**** Selected text

Why was Bitcoin Invented?
Once upon a time, people used to pay each other in gold and other precious metals. It was difficult to transport and difficult to divide.
So, paper money was invented as a claim to gold in a bank vault. It was easier to transport and divide.
However, banks gave out far more paper money than the amount of gold they had in the vault. They ran on fractional reserves and it was a real money maker. But, this meant that every now and then banks collapsed because they couldn’t pay up.
Which is why Central Banking came into the picture. They would be lenders of last resort and risks on runs on the bank would be mitigated as banks could guarantee each other’s deposits through a central bank. However, even through the risk of a bank run was lowered it wasn’t eliminated. In fact, its frequency may have been diminished but its impact was increased as banks continued to remain insolvent in this fractional reserve scheme.
Banks would still get in trouble. But now, if one bank got in enough trouble, they all would be in trouble at the same time. The only way out would be if governments stepped in to save them.
Every tie between the financial system and gold was severed in 1971. Richard Nixon decided that USD would no longer be exchangeable for a fixed amount of gold. In essence, this created a ticking time bomb because there was the limit on the amount of paper money banks could create.
This was the moment when all money essentially became credit. Money was no longer supported by an asset. Banks just printed money and expected it to be returned to them with interest. Yes, they needed to keep adequate reserves but the reserves consisted of the same credit-based money and the reserves are much lower than the loans they lent out.
This led to an explosion in the money supply. The ECB currently reports a yearly increase of about 5% in the supply of the Euro
Which leads to a yearly increase in prices. The increase in prices is somewhat lower than the increase in the money supply because of increased productivity. As time goes by society gets better at producing, we use more advanced technology, better utilization of resources etc. So, you’d expect prices to drop every year wouldn’t you? The fact that they don’t is because of money creation.

********
**** Data section

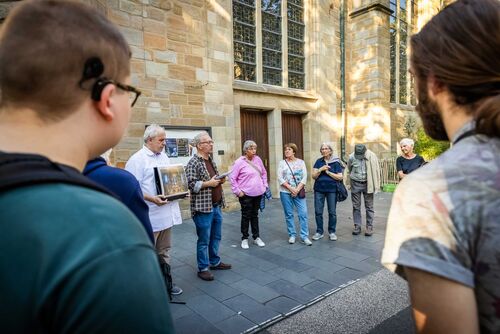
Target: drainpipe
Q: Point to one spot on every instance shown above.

********

## Exercises to complete:
1) List the developments that the passage on why Bitcoin was invented says would lead you to expect prices to drop every year.
2) Carry on the passage on why Bitcoin was invented, starting after its final sentence.

## Responses per task:
1)
- Society gets better at producing.
- We use more advanced technology.
- Resources are better utilized.

2)
What remains is an inflation rate in the 2% range.
Banks have figured that they can siphon off all productivity increaes and around 2% every year without people complaining too much.
They do this by increasing the money supply by about 5% a year and getting this money returned to them as interest.
As if this dastardly tax on society wasn’t enough. Every couple of years banks take society hostage. In case of a financial crisis, banks know the government will bail them out, or the system will collapse.
The digitization of traditional money is even worse. If this happens no two free men would be able to exchange money without a bank acting as an intermediary. If you believe that to transact with others is a fundamental right, this should scare you.
The lack of sound money was the root of the problem. We had to use paper money because there was no better alternative. Gold and silver still remain difficult to use.
There have been past attempts at changing the system. A private currency called the Liberty Dollar was launched in 2007. The initiative was shut down because it undermined the U.S currency system. The reason given was that an alternative could only thrive if no one could take ownership of it and there was no central point of failure.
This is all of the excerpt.